_Text extract_
The ramps have risen!

The ramps on the tiny terrace have broken their long hibernation. They made flowers last year, in summer, long after their leaves had disappeared in the heat. Several seeds formed and matured and I dug them back in. I wonder if they will germinate?

It takes around, give-or-take, roughly, approximately, more or less, seven years for a ramp grown from seed to be able to make its own flowers, and seeds. 

Don't encourage vendors to sell mountains of ramps. Do ask them to sell ramp leaves only. They can be packaged just like delicate leaves like chicories and salad. And do soak some of the rooted plants overnight before planting them in pots or in the soil where they will get spring sunlight and summer shade. They are an Eastern US native, and appreciate cold winters. Compost, leaf litter, and slightly acidic soil help, too. But mine just grow in potting soil, with some of their woodland neighbors.

_Set of tasks_
**1)** Answer these questions from the ramps text, giving each answer its matching letter.
(a) When did the ramps on the terrace flower last year?
(b) About how long does it take a ramp grown from seed to make its own flowers and seeds?
(c) What should vendors be asked to sell?
**2)** Write out the passage of the ramps text from "It takes around, give-or-take, roughly, approximately, more" to "their woodland neighbors.".
**3)** In one to three sentences, explain why the ramps text presents selling only ramp leaves as workable for vendors.

_Extracted material_
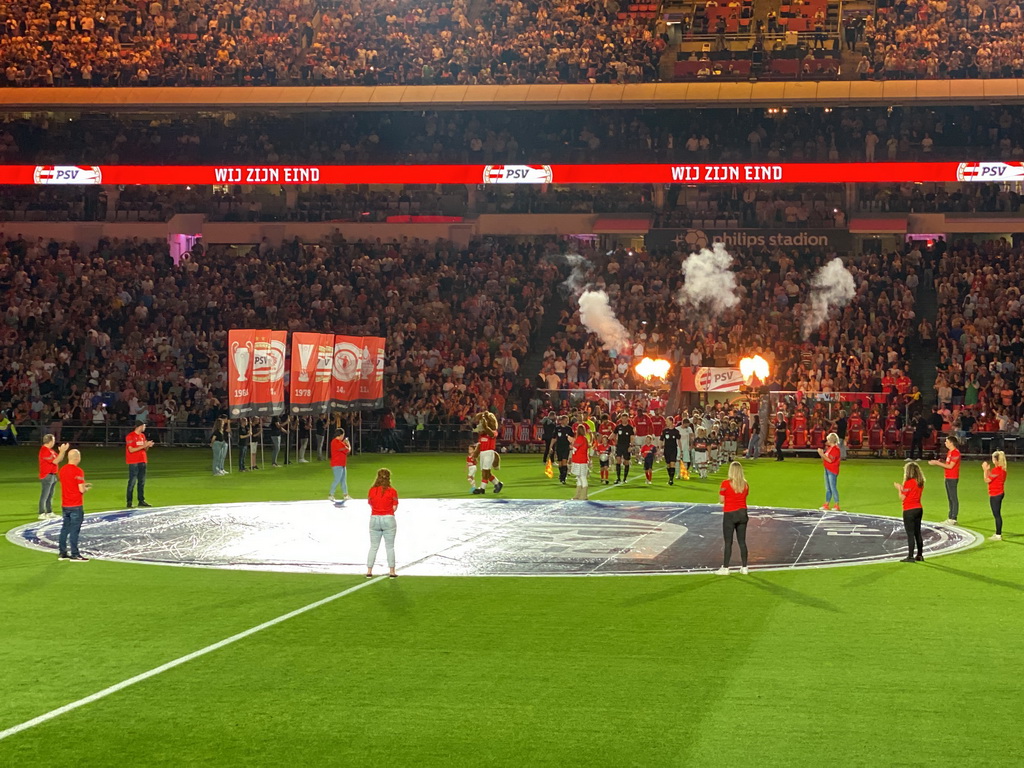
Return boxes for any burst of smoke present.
[804,258,857,339]
[555,253,593,296]
[676,243,739,317]
[580,291,630,351]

_Final results_
**1)**
(a) They flowered in summer, long after their leaves had disappeared in the heat.
(b) It takes around seven years.
(c) Vendors should be asked to sell ramp leaves only.

**2)**
It takes around, give-or-take, roughly, approximately, more or less, seven years for a ramp grown from seed to be able to make its own flowers, and seeds. 

Don't encourage vendors to sell mountains of ramps. Do ask them to sell ramp leaves only. They can be packaged just like delicate leaves like chicories and salad. And do soak some of the rooted plants overnight before planting them in pots or in the soil where they will get spring sunlight and summer shade. They are an Eastern US native, and appreciate cold winters. Compost, leaf litter, and slightly acidic soil help, too. But mine just grow in potting soil, with some of their woodland neighbors.

**3)** The text says the leaves can be packaged the same way as other delicate leaves, such as chicories and salad.